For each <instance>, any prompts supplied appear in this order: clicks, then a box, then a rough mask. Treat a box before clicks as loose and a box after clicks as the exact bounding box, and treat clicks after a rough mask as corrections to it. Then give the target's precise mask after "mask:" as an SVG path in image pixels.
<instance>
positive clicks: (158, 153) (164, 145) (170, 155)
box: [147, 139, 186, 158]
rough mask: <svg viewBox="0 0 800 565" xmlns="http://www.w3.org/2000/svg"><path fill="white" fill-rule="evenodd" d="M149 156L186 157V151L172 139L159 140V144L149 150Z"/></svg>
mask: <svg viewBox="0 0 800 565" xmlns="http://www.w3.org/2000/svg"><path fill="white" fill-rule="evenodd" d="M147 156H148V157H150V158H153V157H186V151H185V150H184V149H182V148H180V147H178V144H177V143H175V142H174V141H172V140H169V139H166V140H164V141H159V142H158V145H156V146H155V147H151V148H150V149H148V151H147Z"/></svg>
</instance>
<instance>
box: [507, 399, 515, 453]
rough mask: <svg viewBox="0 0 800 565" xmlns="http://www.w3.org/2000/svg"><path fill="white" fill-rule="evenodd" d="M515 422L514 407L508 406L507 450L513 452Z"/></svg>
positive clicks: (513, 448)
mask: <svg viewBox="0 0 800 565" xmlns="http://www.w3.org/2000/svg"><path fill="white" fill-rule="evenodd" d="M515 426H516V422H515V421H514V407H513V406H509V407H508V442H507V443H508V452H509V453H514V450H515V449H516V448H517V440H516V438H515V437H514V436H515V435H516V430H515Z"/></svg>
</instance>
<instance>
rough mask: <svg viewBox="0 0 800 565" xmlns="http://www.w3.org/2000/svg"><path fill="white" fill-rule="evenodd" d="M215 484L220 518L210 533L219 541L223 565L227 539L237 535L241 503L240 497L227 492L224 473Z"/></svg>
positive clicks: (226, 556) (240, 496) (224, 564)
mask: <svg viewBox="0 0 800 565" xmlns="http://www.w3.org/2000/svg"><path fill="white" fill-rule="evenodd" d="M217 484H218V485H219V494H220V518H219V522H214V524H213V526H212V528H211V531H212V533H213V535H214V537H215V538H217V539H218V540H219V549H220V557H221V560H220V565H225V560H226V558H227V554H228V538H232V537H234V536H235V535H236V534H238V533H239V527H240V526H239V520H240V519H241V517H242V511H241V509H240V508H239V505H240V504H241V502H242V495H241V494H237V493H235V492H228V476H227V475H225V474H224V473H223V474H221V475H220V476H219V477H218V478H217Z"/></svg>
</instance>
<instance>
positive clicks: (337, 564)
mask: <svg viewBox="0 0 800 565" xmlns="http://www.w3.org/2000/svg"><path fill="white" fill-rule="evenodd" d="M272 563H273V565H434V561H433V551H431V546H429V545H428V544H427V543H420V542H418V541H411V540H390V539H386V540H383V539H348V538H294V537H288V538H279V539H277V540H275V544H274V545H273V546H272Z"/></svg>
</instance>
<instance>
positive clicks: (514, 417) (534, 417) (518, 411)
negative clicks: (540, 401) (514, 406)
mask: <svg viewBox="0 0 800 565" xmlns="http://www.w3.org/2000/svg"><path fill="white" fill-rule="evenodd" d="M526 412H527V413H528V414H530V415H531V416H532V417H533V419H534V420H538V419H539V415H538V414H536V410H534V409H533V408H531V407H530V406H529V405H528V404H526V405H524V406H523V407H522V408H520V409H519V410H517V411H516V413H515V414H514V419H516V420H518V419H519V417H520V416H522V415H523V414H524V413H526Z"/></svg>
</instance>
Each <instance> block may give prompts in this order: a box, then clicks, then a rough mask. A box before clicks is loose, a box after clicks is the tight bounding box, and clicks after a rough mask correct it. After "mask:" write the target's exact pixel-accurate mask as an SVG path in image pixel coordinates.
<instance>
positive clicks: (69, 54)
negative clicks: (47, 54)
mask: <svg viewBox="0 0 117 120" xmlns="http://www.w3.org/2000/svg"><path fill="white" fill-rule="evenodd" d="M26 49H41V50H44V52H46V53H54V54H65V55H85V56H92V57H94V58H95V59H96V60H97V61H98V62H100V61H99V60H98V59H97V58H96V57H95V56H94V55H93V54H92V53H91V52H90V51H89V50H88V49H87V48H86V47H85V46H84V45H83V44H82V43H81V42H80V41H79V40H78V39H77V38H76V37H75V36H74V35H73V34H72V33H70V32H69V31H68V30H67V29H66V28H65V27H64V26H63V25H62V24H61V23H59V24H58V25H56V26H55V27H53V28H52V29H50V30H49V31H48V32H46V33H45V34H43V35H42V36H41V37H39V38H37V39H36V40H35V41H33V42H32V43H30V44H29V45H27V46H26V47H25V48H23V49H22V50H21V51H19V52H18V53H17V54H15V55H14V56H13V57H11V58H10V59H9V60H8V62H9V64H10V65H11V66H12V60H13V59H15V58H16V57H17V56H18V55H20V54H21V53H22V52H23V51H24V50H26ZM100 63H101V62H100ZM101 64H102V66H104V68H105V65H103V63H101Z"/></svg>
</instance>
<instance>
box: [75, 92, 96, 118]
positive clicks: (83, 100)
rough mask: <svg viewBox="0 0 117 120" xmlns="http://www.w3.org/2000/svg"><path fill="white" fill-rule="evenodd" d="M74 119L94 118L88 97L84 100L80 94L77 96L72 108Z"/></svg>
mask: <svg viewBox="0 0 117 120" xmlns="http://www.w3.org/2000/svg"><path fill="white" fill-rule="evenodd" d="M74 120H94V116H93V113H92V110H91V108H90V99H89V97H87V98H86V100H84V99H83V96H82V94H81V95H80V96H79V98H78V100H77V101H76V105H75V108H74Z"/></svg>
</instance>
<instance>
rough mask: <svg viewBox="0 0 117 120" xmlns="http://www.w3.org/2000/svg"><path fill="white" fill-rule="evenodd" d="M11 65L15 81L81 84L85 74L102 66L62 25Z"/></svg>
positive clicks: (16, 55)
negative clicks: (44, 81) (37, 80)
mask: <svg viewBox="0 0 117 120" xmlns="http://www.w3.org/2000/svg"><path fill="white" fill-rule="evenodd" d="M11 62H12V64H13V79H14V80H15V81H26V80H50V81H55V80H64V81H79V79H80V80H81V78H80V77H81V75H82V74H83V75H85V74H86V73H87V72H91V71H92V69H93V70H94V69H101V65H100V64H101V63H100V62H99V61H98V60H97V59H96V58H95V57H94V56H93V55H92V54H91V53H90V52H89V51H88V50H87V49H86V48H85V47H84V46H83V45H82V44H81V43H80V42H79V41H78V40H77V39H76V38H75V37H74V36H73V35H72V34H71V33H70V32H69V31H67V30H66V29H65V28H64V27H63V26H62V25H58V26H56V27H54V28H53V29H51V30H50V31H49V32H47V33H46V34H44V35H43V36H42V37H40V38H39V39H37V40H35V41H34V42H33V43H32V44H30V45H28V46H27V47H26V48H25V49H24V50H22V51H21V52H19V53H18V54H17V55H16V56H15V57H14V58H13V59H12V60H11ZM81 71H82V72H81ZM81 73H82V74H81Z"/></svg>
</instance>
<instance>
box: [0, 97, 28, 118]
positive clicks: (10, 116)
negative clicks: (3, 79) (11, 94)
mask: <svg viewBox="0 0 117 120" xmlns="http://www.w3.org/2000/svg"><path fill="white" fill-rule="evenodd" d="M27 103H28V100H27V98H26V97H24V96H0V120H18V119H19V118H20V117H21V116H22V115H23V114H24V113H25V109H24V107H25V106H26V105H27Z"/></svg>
────────────────────
Check each line of the records for the word "image" and extract those that contain it.

For each <instance>, any prompts supplied appear in this order: clicks, then a box, then a rough mask. Treat a box before clicks as loose and a box after clicks as the exact bounding box, and treat clicks after a rough mask as corrections to it. Then give the target's precise mask after "mask:" as an SVG path in image pixels.
Each <instance> block may give prompts in this order: a box, then clicks, then a rough mask. A box before clicks is loose, a box after clicks is the tight bounding box, and clicks after a rough mask correct it. After "mask:" write the target's exact pixel-accurate mask as an SVG path in image pixel coordinates.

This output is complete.